BEGIN Text passage

Count Steps Using Raspberry Pi Sense HAT
This example demonstrates an application that counts the number of steps a person walked while holding a Raspberry Pi™ Sense HAT.
A pedometer is an electronic device that estimates the distance traveled by a person by recording the number of steps walked. Pedometers use an accelerometer to count the number of steps.
In this example, a Raspberry Pi SenseHAT records acceleration along X, Y, and Z axes. This data is recorded over a duration of time using the MAT-file logging feature. You can then use MATLAB® to analyze the imported MAT-files to count the number of steps.
To use the MAT-file logging feature with the Simulink® Support Package for Raspberry Pi hardware, you must have a Simulink Coder™ license.
Before you start with this example, we recommend you to complete the Getting Started with Simulink Support Package for Raspberry Pi Hardware and Log Signals in MAT-File Format Using Raspberry Pi examples.
To run this example, you must have the following hardware:
Raspberry Pi board
Raspberry Pi Sense HAT
Task 1 — Create Simulink model for Raspberry Pi Hardware
1. Open the Log Accelerometer data using Raspberry Pi Hardware model.
2. In your Simulink model, click Simulation > Model Configuration Parameters to open the Configuration Parameters dialog box.
3. Under the Hardware Implementation pane, select
Raspberry Pi in the Hardware board list. Do not change any other settings.
4. Click Apply to save your changes, and then click OK.
Task 2 — Enable MAT file logging
This task explains how to enable MAT-file logging to save acceleration data as MAT-files.
1. To open the Configuration Parameters dialog box, click the gear icon on the Simulink model toolbar.
2. Browse to Code Generation > Interface > Advanced Parameters, or type
MAT-file logging in the search box.
3. Select the MAT-file logging option and click Apply to save the changes.
4. Click OK to close the dialog box.
5. In the Simulink model, double-click the
Scope block, and click the gear icon to open the Configuration Properties dialog box.
6. In the Logging tab, select the Log data to workspace option, and click Apply to save the changes.

END Text passage

**Written problem 1**: In the Sense HAT step-counting text, what license is needed to use the MAT-file logging feature with the Simulink Support Package for Raspberry Pi hardware?
**Written problem 2**: From the Sense HAT step-counting text, extract the passage that begins at the words "3. Select the" and stops after "Properties dialog box.".

BEGIN Record extracts

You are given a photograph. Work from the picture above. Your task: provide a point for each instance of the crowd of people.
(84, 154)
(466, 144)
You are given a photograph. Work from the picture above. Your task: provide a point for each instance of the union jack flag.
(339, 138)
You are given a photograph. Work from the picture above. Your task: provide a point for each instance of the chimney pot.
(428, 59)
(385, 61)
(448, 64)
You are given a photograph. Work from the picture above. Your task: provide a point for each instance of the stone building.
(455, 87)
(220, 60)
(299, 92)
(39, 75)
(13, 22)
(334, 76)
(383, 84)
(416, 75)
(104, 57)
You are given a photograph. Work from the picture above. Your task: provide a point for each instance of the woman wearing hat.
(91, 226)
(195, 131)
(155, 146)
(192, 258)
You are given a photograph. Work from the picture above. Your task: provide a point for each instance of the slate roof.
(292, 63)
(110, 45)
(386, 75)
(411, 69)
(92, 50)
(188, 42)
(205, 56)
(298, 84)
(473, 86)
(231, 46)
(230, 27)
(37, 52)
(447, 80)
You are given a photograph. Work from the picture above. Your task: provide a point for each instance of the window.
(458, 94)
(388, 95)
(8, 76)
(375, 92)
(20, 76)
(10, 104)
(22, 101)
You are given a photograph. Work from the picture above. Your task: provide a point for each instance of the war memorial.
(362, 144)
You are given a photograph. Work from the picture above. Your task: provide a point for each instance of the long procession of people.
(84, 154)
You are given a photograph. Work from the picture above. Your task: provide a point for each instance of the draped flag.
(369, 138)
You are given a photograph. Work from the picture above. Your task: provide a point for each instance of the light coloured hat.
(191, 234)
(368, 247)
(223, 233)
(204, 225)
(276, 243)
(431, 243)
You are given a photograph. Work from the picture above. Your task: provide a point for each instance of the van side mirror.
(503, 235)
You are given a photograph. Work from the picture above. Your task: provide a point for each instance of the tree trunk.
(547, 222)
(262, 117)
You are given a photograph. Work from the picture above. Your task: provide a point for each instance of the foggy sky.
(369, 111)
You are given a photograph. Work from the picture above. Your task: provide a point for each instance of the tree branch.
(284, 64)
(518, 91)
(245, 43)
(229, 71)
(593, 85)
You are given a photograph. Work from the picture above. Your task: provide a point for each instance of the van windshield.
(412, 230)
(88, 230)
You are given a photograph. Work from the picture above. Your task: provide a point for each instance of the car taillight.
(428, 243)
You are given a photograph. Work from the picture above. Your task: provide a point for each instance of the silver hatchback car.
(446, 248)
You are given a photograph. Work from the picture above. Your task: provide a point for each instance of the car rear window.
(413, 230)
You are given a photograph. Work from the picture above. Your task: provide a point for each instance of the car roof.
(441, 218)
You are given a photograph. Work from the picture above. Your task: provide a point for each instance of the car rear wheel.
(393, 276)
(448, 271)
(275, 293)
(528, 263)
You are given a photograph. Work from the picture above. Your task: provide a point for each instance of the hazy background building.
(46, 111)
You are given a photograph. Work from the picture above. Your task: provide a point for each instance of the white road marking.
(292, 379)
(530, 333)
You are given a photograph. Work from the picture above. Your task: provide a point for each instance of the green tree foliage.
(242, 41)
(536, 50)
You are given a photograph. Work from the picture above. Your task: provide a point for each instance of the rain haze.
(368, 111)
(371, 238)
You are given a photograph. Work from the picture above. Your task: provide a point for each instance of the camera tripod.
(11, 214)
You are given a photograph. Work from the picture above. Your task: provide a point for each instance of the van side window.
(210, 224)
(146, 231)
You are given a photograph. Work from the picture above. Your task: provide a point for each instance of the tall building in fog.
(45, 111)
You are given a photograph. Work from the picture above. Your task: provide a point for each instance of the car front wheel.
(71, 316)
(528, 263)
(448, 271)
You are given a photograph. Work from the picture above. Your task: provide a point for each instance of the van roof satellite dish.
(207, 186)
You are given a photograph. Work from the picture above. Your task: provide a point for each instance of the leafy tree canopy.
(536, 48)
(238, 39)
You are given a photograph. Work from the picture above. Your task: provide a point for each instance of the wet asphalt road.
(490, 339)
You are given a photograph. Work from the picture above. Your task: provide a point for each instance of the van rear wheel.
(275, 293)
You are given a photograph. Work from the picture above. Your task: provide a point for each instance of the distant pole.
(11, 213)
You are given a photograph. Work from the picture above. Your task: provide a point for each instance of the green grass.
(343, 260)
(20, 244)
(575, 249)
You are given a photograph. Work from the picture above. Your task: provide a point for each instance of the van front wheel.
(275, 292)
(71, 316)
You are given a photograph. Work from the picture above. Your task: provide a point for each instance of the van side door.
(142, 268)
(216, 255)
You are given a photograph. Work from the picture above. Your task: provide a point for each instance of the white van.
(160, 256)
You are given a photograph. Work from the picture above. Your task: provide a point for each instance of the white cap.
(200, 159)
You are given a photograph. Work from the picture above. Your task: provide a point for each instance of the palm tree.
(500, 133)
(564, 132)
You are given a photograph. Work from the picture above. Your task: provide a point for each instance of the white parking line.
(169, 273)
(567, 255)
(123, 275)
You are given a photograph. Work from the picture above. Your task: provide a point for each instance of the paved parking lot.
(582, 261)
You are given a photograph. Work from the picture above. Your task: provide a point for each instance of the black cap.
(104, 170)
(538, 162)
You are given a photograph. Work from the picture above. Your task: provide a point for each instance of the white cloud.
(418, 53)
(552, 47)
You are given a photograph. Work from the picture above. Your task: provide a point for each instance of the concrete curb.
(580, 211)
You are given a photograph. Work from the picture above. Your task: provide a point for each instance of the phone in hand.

END Record extracts

**Task solution 1**: A Simulink Coder license is required.

**Task solution 2**:
3. Select the MAT-file logging option and click Apply to save the changes.
4. Click OK to close the dialog box.
5. In the Simulink model, double-click the
Scope block, and click the gear icon to open the Configuration Properties dialog box.